*Travail à faire*:
Pouvez-vous recopier à l'identique les lignes qui vont de celle contenant « Hi there — would you mind finding the paved » jusqu'à la fin des enregistrements, ces deux bornes comprises ?

*Entrées extraites d'une collection*:
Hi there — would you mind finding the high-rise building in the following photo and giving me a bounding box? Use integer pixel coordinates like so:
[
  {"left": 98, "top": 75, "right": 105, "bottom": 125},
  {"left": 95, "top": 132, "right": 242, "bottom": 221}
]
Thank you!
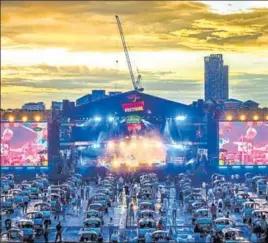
[
  {"left": 109, "top": 91, "right": 122, "bottom": 96},
  {"left": 51, "top": 101, "right": 62, "bottom": 111},
  {"left": 204, "top": 54, "right": 229, "bottom": 101},
  {"left": 21, "top": 102, "right": 46, "bottom": 111},
  {"left": 76, "top": 94, "right": 92, "bottom": 106},
  {"left": 92, "top": 90, "right": 106, "bottom": 101}
]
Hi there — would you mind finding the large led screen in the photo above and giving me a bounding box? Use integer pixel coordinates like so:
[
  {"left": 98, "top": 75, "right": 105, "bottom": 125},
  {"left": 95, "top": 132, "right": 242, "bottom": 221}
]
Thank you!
[
  {"left": 1, "top": 122, "right": 48, "bottom": 166},
  {"left": 219, "top": 121, "right": 268, "bottom": 166}
]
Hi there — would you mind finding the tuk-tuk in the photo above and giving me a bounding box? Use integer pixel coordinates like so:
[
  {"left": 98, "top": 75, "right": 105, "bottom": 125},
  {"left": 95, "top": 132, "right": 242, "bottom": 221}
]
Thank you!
[
  {"left": 0, "top": 229, "right": 23, "bottom": 243},
  {"left": 234, "top": 192, "right": 250, "bottom": 212},
  {"left": 78, "top": 230, "right": 102, "bottom": 243},
  {"left": 84, "top": 217, "right": 102, "bottom": 233},
  {"left": 256, "top": 179, "right": 267, "bottom": 197},
  {"left": 50, "top": 193, "right": 61, "bottom": 212},
  {"left": 182, "top": 186, "right": 192, "bottom": 201},
  {"left": 252, "top": 209, "right": 268, "bottom": 228},
  {"left": 192, "top": 208, "right": 212, "bottom": 223},
  {"left": 242, "top": 202, "right": 260, "bottom": 222},
  {"left": 194, "top": 217, "right": 212, "bottom": 238},
  {"left": 88, "top": 203, "right": 105, "bottom": 212},
  {"left": 79, "top": 218, "right": 103, "bottom": 242},
  {"left": 10, "top": 189, "right": 23, "bottom": 206},
  {"left": 138, "top": 193, "right": 155, "bottom": 202},
  {"left": 137, "top": 219, "right": 156, "bottom": 242},
  {"left": 152, "top": 230, "right": 175, "bottom": 243},
  {"left": 1, "top": 194, "right": 14, "bottom": 214},
  {"left": 252, "top": 176, "right": 265, "bottom": 192},
  {"left": 34, "top": 202, "right": 51, "bottom": 224},
  {"left": 96, "top": 188, "right": 115, "bottom": 198},
  {"left": 85, "top": 210, "right": 104, "bottom": 224},
  {"left": 245, "top": 172, "right": 254, "bottom": 186},
  {"left": 29, "top": 186, "right": 39, "bottom": 199},
  {"left": 223, "top": 195, "right": 232, "bottom": 208},
  {"left": 89, "top": 193, "right": 111, "bottom": 210},
  {"left": 138, "top": 209, "right": 157, "bottom": 220},
  {"left": 185, "top": 193, "right": 204, "bottom": 210},
  {"left": 213, "top": 218, "right": 235, "bottom": 231},
  {"left": 222, "top": 228, "right": 249, "bottom": 243},
  {"left": 26, "top": 211, "right": 44, "bottom": 235},
  {"left": 191, "top": 201, "right": 208, "bottom": 212},
  {"left": 138, "top": 201, "right": 155, "bottom": 211},
  {"left": 16, "top": 219, "right": 34, "bottom": 242}
]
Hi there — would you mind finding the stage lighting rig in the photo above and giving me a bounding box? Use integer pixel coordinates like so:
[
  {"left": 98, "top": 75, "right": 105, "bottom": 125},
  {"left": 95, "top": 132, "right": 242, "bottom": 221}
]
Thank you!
[{"left": 175, "top": 116, "right": 186, "bottom": 121}]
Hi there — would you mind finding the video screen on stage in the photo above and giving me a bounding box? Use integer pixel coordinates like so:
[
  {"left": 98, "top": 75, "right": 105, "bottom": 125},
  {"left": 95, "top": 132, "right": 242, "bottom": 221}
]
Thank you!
[
  {"left": 219, "top": 121, "right": 268, "bottom": 166},
  {"left": 1, "top": 122, "right": 48, "bottom": 166}
]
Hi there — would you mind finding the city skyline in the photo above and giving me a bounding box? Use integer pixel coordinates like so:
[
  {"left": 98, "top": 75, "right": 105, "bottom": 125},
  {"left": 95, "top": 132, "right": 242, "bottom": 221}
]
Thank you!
[{"left": 1, "top": 1, "right": 268, "bottom": 108}]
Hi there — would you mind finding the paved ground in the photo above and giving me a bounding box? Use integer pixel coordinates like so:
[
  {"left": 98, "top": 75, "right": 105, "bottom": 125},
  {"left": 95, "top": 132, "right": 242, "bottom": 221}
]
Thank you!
[{"left": 1, "top": 181, "right": 253, "bottom": 242}]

*Corrigé de l'exercice*:
Hi there — would you mind finding the paved ground in the photo above and giving me a bounding box? Use integer pixel coordinates like so:
[
  {"left": 98, "top": 75, "right": 105, "bottom": 125},
  {"left": 95, "top": 132, "right": 242, "bottom": 221}
]
Thank you!
[{"left": 1, "top": 181, "right": 253, "bottom": 242}]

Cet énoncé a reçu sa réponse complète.